DOCUMENT »
Dans un monde qui banalise le cool, nous possédons avec l’essai de Jean-Marie Durand un essai plus qu’utile pour le remettre en perspective, grâce à son approche pluridisciplinaire. Au fil des pages, l’auteur se demande, pêle-mêle, si le cool peut se conjuguer au féminin, si il s’agit bien d’une notion américaine, si le cool ne serait pas devenu conformiste ? Il aborde également la question des « Mister Cool », ces représentants d’un idéal, des personnages souvent portés et parfois même fabriqués par des médias U.S. sans cesse en quête d’un nouveau roi à couronner. Durand écrit ainsi : « On ne compte plus ceux qui au cours des dernières décennies ont connu le privilège de recevoir cette étiquette, qui a valeur de sacrement. De Miles Davis à Johnny Cash, de Duke Ellington à Marvin Gaye, de James Dean à Paul Newman, de Steve McQueen à John Travolta, de John Fitzgerald Kennedy à Barack Obama… : très souvent noirs, mais concurrencés par le blanc -, oscillant entre un versant ténébreux et une attitude solaire, entre la gravité du regard et la malice, entre pesanteur et légèreté. » Dans un monde où l’habit fait le moine, le playboy ou encore le hipster, il fallait bien un livre pour comprendre cet « édifice symbolique », cette « paroi de protection », cette « zone de survie » en forme de carapace qu’est le cool. Le voici, chaudement recommandé.

CONSIGNE » Recopiez intégralement la critique ci-dessus consacrée à l'essai sur le cool.

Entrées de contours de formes
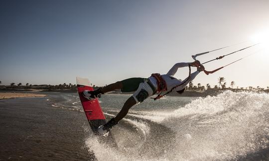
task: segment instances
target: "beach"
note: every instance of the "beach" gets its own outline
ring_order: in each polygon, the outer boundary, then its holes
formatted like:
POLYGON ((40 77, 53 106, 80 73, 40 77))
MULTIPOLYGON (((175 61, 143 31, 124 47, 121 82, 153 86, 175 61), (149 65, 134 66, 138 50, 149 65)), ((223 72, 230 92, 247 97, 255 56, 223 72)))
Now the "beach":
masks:
POLYGON ((46 96, 45 94, 31 93, 0 92, 0 99, 18 97, 44 97, 45 96, 46 96))
MULTIPOLYGON (((269 158, 267 94, 227 91, 206 98, 147 99, 112 129, 120 147, 115 150, 92 135, 77 93, 41 93, 46 96, 0 100, 0 161, 269 158)), ((107 119, 130 96, 102 95, 107 119)))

RÉPONSE »
Dans un monde qui banalise le cool, nous possédons avec l’essai de Jean-Marie Durand un essai plus qu’utile pour le remettre en perspective, grâce à son approche pluridisciplinaire. Au fil des pages, l’auteur se demande, pêle-mêle, si le cool peut se conjuguer au féminin, si il s’agit bien d’une notion américaine, si le cool ne serait pas devenu conformiste ? Il aborde également la question des « Mister Cool », ces représentants d’un idéal, des personnages souvent portés et parfois même fabriqués par des médias U.S. sans cesse en quête d’un nouveau roi à couronner. Durand écrit ainsi : « On ne compte plus ceux qui au cours des dernières décennies ont connu le privilège de recevoir cette étiquette, qui a valeur de sacrement. De Miles Davis à Johnny Cash, de Duke Ellington à Marvin Gaye, de James Dean à Paul Newman, de Steve McQueen à John Travolta, de John Fitzgerald Kennedy à Barack Obama… : très souvent noirs, mais concurrencés par le blanc -, oscillant entre un versant ténébreux et une attitude solaire, entre la gravité du regard et la malice, entre pesanteur et légèreté. » Dans un monde où l’habit fait le moine, le playboy ou encore le hipster, il fallait bien un livre pour comprendre cet « édifice symbolique », cette « paroi de protection », cette « zone de survie » en forme de carapace qu’est le cool. Le voici, chaudement recommandé.